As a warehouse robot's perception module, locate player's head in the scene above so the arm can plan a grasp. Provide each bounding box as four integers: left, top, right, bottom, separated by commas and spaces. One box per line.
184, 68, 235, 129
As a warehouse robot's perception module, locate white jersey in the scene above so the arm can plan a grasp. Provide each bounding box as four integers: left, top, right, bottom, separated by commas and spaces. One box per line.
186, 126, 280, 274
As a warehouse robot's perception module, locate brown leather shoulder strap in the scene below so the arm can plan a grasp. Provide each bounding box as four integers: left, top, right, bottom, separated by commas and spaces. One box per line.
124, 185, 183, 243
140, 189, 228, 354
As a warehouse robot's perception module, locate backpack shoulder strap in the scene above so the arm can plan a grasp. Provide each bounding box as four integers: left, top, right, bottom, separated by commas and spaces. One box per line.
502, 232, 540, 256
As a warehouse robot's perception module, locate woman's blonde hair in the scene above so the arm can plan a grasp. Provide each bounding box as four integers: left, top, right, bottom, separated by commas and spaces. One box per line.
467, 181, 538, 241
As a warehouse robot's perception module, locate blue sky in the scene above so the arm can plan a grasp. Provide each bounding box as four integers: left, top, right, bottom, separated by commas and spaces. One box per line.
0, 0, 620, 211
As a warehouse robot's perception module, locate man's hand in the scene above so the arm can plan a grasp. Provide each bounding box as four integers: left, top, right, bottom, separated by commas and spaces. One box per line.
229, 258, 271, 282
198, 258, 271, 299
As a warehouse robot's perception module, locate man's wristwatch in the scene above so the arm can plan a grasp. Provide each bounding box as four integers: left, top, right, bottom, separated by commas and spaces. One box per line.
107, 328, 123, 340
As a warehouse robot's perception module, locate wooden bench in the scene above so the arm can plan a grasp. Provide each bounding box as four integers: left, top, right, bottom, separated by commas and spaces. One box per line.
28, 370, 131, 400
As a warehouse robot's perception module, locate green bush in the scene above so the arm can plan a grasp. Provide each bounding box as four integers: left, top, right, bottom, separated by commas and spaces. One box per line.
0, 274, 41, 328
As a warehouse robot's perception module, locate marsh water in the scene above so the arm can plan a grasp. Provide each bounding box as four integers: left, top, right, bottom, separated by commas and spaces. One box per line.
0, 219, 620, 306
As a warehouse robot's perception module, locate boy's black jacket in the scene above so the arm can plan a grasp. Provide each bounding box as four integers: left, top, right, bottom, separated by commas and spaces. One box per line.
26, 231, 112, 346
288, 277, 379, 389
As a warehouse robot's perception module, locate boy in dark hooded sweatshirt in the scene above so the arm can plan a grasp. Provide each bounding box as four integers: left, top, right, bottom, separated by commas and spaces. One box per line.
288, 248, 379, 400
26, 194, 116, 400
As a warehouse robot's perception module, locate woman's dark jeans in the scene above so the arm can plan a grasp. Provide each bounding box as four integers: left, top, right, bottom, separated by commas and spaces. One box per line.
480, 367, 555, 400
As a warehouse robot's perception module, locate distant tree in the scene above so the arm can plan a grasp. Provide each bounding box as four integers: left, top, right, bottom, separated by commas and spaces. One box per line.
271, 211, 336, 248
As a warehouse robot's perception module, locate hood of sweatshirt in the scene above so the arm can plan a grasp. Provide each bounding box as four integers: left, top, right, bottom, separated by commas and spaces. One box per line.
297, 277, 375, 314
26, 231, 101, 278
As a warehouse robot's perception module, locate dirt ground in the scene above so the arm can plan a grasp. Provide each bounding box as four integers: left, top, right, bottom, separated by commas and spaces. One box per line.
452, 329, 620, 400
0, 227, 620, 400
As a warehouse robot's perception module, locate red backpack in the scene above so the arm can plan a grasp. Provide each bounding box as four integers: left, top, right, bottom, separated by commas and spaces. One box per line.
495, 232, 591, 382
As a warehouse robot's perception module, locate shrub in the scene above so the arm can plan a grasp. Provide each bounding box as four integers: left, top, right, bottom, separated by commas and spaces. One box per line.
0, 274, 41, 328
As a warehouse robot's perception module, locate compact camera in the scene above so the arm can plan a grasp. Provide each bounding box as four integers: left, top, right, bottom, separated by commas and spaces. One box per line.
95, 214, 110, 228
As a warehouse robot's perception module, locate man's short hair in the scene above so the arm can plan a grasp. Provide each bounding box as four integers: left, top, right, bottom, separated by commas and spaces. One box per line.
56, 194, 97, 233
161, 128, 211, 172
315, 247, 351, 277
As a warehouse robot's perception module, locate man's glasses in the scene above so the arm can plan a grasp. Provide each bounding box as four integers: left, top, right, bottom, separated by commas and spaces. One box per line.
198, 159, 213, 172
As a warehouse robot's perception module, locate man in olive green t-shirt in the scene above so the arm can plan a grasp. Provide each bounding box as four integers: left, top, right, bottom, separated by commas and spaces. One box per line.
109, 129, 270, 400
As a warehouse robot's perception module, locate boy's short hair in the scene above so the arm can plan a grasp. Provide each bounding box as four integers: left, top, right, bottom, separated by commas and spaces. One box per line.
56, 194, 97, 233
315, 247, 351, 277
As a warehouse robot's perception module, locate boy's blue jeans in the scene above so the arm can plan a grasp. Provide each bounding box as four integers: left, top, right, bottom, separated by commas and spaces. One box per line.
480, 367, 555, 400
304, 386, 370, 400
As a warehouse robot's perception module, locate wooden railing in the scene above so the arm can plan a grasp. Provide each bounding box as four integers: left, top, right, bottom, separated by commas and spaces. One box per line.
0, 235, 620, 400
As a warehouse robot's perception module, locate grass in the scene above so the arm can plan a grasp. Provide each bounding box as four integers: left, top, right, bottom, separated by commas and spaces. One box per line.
_____
• [Set exercise]:
Reproduce the listing above word for word, from its first line through its last.

• [Answer to this exercise]:
As a warehouse robot's perception module, locate player's head in the scene above so the arm can plan a grasp. Provide each bounding box as four integers: left, top, right, bottom, separated by commas and spaces. One box per line.
184, 68, 235, 129
As a warehouse robot's perception module, locate white jersey in the scene above so the arm can plan a grasp. Provide each bounding box as four integers: left, top, right, bottom, separated by commas and spaces. One box per line.
186, 126, 280, 274
As a warehouse robot's perception module, locate brown leather shoulder strap in the scene below so the arm can plan a grasp. Provide each bounding box as four integers: left, top, right, bottom, separated by commas and spaces. One box per line.
124, 185, 183, 243
140, 189, 228, 354
As a warehouse robot's perception module, locate backpack shoulder strap in the scene above so the arm can plan a grasp. Provide each bounding box as four integers: left, top, right, bottom, separated by commas and spaces. One box per line.
502, 232, 540, 256
As a warehouse robot's perception module, locate woman's blonde hair in the scene above so the arm can plan a grasp. Provide each bounding box as four integers: left, top, right, bottom, separated by commas and spaces. One box per line.
467, 181, 538, 241
As a warehouse robot's perception module, locate blue sky in the scene above so the arm can plan a grasp. Provide each bounding box as four integers: left, top, right, bottom, separated by commas and spaces. One box per line.
0, 0, 620, 211
As a warehouse robot's perception module, locate man's hand in the scene above so the arm can plan a grasp. Provide each bounding box as four integers: left, top, right, bottom, separated by commas and spaces. One box per line.
229, 258, 271, 282
198, 258, 271, 299
As a warehouse robot's perception module, locate man's wristwatch in the scene above so the arm can plan a grasp. Provide each bounding box as four integers: left, top, right, bottom, separated by commas and spaces. One box per line.
107, 328, 123, 340
As a warehouse robot's perception module, locate wooden bench in the scene above so the arm can plan a grasp. Provide each bounding box as four integers: left, top, right, bottom, separated by commas and spaces. One box per line.
28, 370, 131, 400
As a warehouse robot's perception module, locate green bush in the scene above so the arm can plan a grasp. Provide each bounding box as four integers: left, top, right, bottom, separated by commas and spaces. One box per line.
0, 274, 41, 328
As a warehouse robot's perception module, locate marsh water in the scene above so the arm can plan a grasp. Provide each bounding box as four integers: left, top, right, bottom, separated by commas and spaces. One box per line.
0, 219, 620, 306
As a warehouse robot's perception module, locate boy's black jacket in the scene above so the arm can plan a grasp. Provide each bounding box as four integers: left, top, right, bottom, separated by commas and spaces. One box per line.
26, 231, 112, 346
288, 277, 379, 389
As a warehouse robot's perception module, locate boy in dark hooded sweatshirt in the scene above so the arm can plan a grasp. Provide each bounding box as four integers: left, top, right, bottom, separated by commas and spaces. One box per line.
288, 248, 379, 400
26, 194, 116, 400
As a warehouse robot's perception module, locate woman's dark jeans in the scene above so the arm can plan a grasp. Provide each bounding box as four integers: left, top, right, bottom, separated by commas and spaces. One box per line.
480, 367, 555, 400
As a warehouse robot's perception module, locate distant tree in the scene above so the arm can plan a grasp. Provide each bounding box as four integers: left, top, right, bottom, separated by commas and spaces. One box per line.
271, 211, 336, 248
As a warehouse robot's perception module, locate hood of sweatshirt in the scene above so the arm can plan a grasp. Provide each bounding box as four integers: left, top, right, bottom, separated by commas and spaces. One box per line.
297, 277, 375, 314
26, 231, 101, 278
As a warehouse robot's perception module, locate dirt ground in the scene above so the arm can plan a grasp. Provide each bounding box as four integers: left, top, right, bottom, separated by commas and spaces. One box per line.
452, 329, 620, 400
0, 227, 620, 400
As a warehouse robot's perception module, locate red backpack in the scene above so the arm can plan a grasp. Provide each bounding box as four integers: left, top, right, bottom, separated by commas and spaces. One box per line.
495, 232, 591, 382
As a warehouse robot's perception module, locate shrub in the scene above so the arm can plan a grasp. Provide each bounding box as four integers: left, top, right, bottom, separated by commas and spaces. One box per line.
0, 274, 41, 328
As a warehouse robot's perception module, locate compact camera in the scene above so the arm can plan a grasp. Provide each bounding box as four integers: left, top, right, bottom, separated by commas and spaces. One box per line.
95, 214, 110, 228
As a warehouse robot's perception module, locate man's short hair in the scene above so the arm can plan a grasp. Provide each bounding box as four integers: left, top, right, bottom, separated by commas and spaces. One box per line.
56, 194, 97, 233
161, 128, 211, 172
315, 247, 351, 277
As a warehouse robot's perception module, locate man's glasses in the scene above so the arm can plan a grasp. Provide each bounding box as four integers: left, top, right, bottom, separated by commas and spaces. One box per line.
198, 159, 213, 172
As a warehouse robot's perception module, locate man in olive green t-shirt in the scene above so the arm can plan a grasp. Provide each bounding box as four integers: left, top, right, bottom, separated by commas and spaces. One box per line.
109, 129, 270, 400
As a warehouse robot's perception module, locate boy's short hair in the scene above so the arm can plan a grasp. Provide each bounding box as four integers: left, top, right, bottom, separated by commas and spaces. One box per line.
56, 194, 97, 233
315, 247, 351, 277
As a warehouse robot's perception module, locate boy's blue jeans in the scene above so the arm can plan a grasp. Provide each bounding box as four integers: left, top, right, bottom, separated by commas and spaces. One box per line.
480, 367, 555, 400
304, 386, 370, 400
As a warehouse robot's perception module, locate wooden railing in the scene above so the arm can plan a grasp. Provide each bounding box as four integers: left, top, right, bottom, separated by commas and spaces. One box per line.
0, 235, 620, 400
As a warehouse robot's perception module, locate grass in the scene above so the arm can plan a grasp. Provide each bounding box as four integers: left, top, right, bottom, separated by commas and spaces. One box per line.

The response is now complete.